Gegebene Angaben |
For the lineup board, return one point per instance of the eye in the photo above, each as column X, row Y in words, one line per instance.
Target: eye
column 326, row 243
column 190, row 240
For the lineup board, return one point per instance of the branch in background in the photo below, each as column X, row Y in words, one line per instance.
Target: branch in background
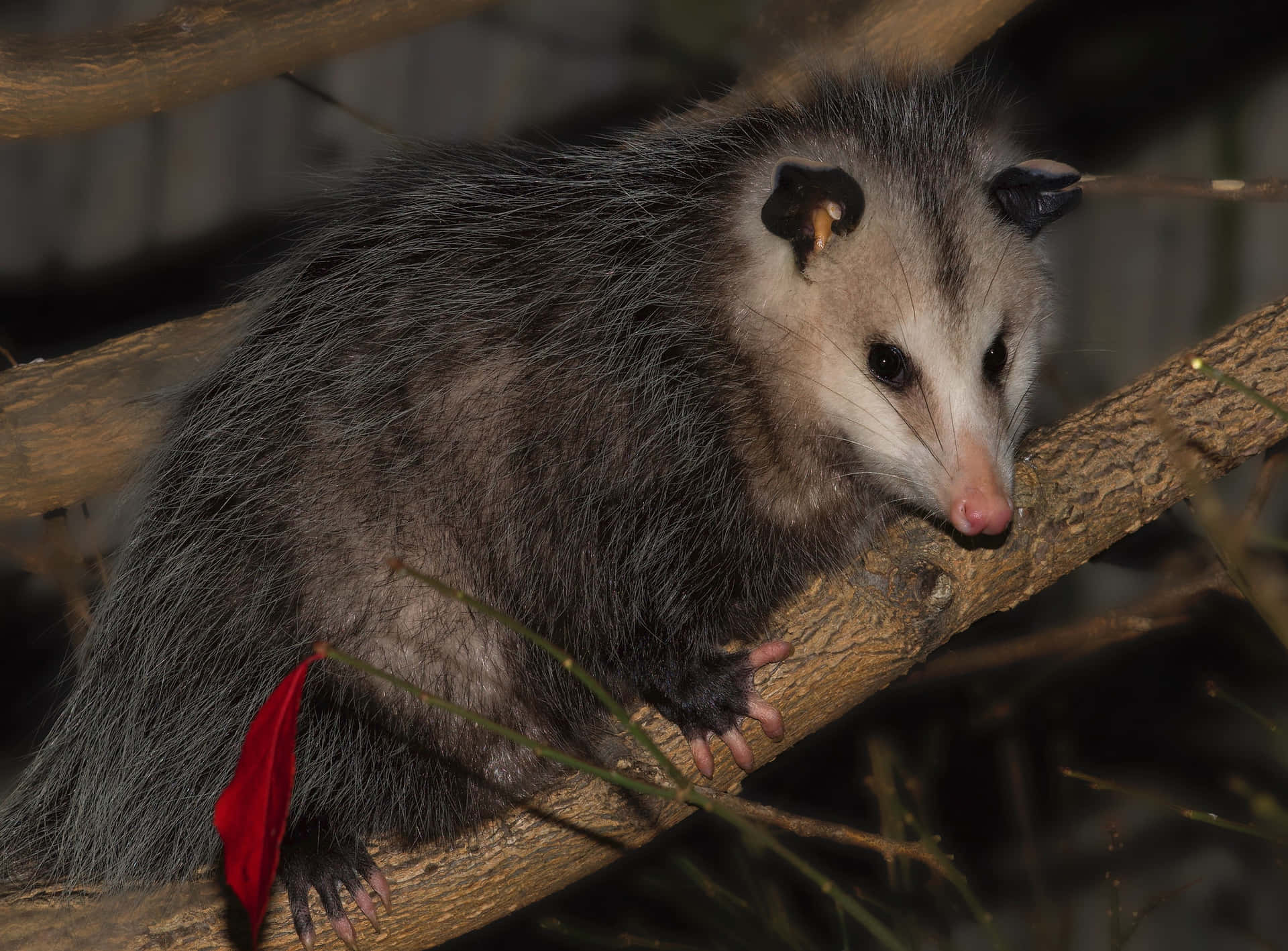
column 833, row 832
column 1162, row 186
column 193, row 50
column 1166, row 608
column 1081, row 486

Aufgabe |
Zitiere den Abschnitt von der Zeile mit „of the branch“ bis zum Ende der Zeilen, beide Enden eingeschlossen. Lass die Bilder in deiner Antwort weg.

Endgültige Antwort |
For the lineup board, return one point per instance of the branch in background in the photo below, each as column X, row Y in words, one line per instance.
Target: branch in background
column 833, row 832
column 1162, row 186
column 193, row 50
column 1166, row 608
column 1081, row 486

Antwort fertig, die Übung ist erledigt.